------ Source data ------

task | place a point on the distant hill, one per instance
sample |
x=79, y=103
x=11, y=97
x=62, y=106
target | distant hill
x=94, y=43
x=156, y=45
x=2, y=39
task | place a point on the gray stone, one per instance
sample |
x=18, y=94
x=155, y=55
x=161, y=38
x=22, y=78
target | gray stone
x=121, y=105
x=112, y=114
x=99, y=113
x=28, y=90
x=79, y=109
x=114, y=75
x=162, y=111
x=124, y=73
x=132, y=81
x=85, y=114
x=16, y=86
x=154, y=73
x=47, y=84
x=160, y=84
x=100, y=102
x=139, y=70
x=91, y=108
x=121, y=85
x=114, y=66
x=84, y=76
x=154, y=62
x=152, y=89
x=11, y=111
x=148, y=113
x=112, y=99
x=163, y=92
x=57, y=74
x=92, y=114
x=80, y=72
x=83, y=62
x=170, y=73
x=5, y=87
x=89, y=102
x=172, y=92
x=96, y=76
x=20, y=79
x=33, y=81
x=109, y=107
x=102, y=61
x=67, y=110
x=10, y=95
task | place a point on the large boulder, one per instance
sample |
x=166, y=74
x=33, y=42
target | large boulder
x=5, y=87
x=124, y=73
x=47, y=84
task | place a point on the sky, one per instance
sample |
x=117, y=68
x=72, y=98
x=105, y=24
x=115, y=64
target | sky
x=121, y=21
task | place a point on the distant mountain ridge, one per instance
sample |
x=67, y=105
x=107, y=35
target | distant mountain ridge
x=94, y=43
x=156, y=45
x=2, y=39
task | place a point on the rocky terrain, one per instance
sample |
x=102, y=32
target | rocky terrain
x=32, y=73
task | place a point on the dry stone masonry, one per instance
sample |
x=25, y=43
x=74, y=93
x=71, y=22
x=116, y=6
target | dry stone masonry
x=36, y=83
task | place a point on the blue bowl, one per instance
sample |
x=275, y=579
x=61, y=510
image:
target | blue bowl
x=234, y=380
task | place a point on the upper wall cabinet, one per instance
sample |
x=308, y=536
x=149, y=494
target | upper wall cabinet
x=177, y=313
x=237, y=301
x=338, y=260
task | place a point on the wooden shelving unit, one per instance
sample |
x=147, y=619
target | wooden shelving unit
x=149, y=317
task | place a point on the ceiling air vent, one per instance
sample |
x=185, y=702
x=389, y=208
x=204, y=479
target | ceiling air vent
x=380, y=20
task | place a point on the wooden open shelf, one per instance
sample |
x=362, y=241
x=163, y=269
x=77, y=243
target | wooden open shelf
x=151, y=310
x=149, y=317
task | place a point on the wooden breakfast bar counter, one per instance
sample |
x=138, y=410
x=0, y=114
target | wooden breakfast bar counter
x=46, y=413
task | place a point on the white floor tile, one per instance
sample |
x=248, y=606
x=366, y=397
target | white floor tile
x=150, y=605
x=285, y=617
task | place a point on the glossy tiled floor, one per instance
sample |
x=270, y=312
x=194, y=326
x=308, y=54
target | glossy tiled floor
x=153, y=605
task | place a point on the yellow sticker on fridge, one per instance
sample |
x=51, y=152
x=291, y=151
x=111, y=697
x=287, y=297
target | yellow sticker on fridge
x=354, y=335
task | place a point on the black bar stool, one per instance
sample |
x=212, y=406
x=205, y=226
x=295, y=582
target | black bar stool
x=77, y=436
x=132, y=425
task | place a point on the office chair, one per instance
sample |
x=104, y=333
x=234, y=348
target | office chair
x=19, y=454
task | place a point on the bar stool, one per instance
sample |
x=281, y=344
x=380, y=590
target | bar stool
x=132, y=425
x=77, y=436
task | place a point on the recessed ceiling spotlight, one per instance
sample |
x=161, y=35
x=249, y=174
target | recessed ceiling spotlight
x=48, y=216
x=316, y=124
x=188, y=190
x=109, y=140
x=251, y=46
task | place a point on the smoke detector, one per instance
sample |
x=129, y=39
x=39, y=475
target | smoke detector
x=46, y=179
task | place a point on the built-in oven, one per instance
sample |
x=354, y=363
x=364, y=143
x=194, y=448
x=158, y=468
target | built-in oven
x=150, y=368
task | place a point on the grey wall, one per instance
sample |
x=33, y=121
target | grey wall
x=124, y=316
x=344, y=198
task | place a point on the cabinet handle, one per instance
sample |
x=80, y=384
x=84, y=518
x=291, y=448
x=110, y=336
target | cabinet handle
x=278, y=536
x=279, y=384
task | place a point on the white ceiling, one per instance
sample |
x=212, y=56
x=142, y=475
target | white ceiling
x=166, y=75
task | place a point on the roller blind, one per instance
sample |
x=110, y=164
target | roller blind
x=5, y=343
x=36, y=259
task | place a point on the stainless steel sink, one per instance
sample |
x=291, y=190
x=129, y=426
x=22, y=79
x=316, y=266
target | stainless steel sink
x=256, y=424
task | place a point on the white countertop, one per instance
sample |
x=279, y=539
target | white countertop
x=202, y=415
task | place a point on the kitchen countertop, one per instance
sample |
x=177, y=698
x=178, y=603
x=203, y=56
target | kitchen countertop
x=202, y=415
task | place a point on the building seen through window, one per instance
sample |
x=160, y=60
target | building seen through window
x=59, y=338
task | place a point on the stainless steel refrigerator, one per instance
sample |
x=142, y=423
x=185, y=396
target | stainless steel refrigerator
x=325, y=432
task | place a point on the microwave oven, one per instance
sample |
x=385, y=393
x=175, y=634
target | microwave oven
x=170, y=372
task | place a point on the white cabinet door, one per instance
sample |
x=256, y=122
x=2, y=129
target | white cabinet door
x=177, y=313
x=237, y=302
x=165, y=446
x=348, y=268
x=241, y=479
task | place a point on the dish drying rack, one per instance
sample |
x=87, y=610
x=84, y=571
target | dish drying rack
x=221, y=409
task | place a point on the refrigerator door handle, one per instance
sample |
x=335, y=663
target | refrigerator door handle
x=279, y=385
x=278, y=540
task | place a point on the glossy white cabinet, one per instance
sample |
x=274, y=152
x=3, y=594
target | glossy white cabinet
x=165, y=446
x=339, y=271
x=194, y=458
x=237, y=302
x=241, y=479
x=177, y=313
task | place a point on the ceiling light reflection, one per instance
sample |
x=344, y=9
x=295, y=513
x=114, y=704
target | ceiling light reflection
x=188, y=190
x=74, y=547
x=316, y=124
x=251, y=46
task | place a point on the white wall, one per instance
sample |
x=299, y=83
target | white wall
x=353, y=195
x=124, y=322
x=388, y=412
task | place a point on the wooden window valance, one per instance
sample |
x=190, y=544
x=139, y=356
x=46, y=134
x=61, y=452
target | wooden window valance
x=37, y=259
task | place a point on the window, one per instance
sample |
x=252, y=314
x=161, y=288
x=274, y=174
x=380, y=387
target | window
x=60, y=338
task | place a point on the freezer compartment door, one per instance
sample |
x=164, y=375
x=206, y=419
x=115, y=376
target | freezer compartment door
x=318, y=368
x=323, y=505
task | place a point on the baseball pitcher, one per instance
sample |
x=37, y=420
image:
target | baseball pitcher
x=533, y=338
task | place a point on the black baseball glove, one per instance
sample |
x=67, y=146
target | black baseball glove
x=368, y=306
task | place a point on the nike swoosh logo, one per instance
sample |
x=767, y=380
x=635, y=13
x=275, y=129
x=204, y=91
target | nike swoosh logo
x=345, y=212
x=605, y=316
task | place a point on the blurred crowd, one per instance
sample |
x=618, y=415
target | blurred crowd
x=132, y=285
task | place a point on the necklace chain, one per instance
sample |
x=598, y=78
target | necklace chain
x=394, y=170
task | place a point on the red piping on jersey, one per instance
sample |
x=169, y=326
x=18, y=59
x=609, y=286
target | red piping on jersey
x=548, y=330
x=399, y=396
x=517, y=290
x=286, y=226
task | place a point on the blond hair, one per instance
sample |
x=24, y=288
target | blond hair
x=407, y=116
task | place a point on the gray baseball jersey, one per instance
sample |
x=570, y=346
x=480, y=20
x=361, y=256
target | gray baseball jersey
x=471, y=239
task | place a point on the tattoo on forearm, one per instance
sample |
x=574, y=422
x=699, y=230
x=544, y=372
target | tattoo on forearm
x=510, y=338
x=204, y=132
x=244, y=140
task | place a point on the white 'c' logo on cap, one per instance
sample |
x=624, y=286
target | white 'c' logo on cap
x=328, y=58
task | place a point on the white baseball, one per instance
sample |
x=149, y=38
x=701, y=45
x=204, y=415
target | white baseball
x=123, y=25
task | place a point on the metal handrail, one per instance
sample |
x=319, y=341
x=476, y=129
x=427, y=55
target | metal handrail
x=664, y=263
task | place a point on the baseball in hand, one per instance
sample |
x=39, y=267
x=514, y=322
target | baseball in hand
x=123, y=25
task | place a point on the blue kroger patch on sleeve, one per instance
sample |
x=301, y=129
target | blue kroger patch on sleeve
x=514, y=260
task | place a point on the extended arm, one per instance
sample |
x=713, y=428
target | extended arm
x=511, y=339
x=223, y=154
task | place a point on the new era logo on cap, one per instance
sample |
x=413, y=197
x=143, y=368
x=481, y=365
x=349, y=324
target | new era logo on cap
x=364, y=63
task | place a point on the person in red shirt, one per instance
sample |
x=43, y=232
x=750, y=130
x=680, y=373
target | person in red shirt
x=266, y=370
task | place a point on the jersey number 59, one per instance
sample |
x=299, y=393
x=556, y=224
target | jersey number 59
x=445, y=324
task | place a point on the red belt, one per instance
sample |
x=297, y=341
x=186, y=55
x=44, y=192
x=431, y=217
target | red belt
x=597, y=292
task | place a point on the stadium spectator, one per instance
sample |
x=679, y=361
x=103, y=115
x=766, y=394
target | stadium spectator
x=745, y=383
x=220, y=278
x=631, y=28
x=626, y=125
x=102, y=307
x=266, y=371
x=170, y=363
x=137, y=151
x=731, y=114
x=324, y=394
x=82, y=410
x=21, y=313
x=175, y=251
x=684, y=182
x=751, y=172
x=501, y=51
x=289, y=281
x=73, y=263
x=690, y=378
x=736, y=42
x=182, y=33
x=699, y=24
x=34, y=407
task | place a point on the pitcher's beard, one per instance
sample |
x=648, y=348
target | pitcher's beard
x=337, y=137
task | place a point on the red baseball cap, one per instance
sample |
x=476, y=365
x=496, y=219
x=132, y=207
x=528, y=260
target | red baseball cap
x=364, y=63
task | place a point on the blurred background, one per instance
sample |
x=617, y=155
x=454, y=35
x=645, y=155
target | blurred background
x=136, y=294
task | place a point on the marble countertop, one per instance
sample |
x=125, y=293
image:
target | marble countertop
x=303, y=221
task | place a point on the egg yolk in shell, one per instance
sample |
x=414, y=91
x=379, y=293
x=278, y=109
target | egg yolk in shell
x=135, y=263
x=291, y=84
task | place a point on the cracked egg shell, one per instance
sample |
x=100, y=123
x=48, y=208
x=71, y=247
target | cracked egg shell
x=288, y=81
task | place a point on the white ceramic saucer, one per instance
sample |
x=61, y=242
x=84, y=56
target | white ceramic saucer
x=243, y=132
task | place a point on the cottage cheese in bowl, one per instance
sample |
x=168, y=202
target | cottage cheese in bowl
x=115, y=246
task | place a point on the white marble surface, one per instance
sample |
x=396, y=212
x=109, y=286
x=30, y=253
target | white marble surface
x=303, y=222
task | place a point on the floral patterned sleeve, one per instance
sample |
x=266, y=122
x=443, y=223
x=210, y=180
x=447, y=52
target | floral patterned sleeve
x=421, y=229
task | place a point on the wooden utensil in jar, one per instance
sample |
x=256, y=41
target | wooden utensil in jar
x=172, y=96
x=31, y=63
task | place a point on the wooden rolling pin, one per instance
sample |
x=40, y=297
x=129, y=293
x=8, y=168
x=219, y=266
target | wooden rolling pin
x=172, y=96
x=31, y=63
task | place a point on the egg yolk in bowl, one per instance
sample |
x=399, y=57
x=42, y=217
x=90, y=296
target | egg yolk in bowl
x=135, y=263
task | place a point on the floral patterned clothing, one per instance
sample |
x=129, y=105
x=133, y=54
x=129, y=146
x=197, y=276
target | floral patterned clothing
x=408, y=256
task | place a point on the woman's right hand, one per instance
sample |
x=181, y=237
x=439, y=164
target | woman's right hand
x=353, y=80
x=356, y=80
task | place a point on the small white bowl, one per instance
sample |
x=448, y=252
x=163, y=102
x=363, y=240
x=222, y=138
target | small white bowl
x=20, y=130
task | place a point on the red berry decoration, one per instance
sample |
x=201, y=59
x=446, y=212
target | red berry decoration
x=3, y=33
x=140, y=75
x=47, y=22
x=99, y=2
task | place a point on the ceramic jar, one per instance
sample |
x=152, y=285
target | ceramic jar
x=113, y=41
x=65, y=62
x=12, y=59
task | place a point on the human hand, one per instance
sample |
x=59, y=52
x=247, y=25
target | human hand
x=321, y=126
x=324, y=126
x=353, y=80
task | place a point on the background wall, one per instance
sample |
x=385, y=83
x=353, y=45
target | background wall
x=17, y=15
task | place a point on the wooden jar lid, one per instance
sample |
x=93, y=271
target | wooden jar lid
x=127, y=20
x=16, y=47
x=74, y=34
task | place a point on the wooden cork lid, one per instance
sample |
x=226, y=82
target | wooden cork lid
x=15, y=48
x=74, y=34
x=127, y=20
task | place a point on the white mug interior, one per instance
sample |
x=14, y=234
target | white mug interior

------

Problem requirements: Above are some lines. Repeat exactly, and only, those from the line that has "target | microwave oven" through the line that has "x=618, y=415".

Response to this exercise:
target | microwave oven
x=170, y=372
task | place a point on the white cabinet door, one per instance
sample |
x=256, y=122
x=2, y=129
target | white cabinet door
x=177, y=313
x=237, y=302
x=165, y=446
x=348, y=268
x=241, y=479
task | place a point on the dish drying rack, one per instance
sample |
x=87, y=610
x=84, y=571
target | dish drying rack
x=221, y=409
task | place a point on the refrigerator door handle, one per instance
sample |
x=335, y=663
target | refrigerator door handle
x=279, y=385
x=278, y=540
task | place a point on the glossy white cabinet, one per instance
sample |
x=274, y=152
x=3, y=594
target | glossy white cabinet
x=165, y=446
x=339, y=271
x=194, y=458
x=237, y=302
x=241, y=479
x=177, y=313
task | place a point on the ceiling light reflection, one per instance
sample |
x=344, y=9
x=295, y=513
x=114, y=704
target | ceiling light reflection
x=188, y=190
x=74, y=547
x=316, y=124
x=251, y=46
task | place a point on the white wall, one per instance
sample |
x=299, y=83
target | white wall
x=353, y=195
x=124, y=322
x=388, y=412
task | place a point on the wooden window valance, one per instance
sample |
x=190, y=544
x=139, y=356
x=46, y=134
x=61, y=452
target | wooden window valance
x=37, y=259
task | place a point on the window, one per instance
sample |
x=252, y=314
x=161, y=288
x=274, y=174
x=380, y=387
target | window
x=60, y=338
task | place a point on the freezer compartment door, one per instance
sample |
x=164, y=375
x=206, y=419
x=115, y=376
target | freezer compartment door
x=318, y=368
x=323, y=505
task | place a point on the baseball pitcher, one per instance
sample |
x=37, y=420
image:
target | baseball pitcher
x=533, y=338
task | place a point on the black baseball glove, one per instance
sample |
x=67, y=146
target | black baseball glove
x=368, y=306
task | place a point on the nike swoosh logo, one per instance
sample |
x=767, y=380
x=635, y=13
x=275, y=129
x=204, y=91
target | nike swoosh logo
x=345, y=212
x=605, y=316
task | place a point on the blurred crowd, one per instance
sample |
x=618, y=415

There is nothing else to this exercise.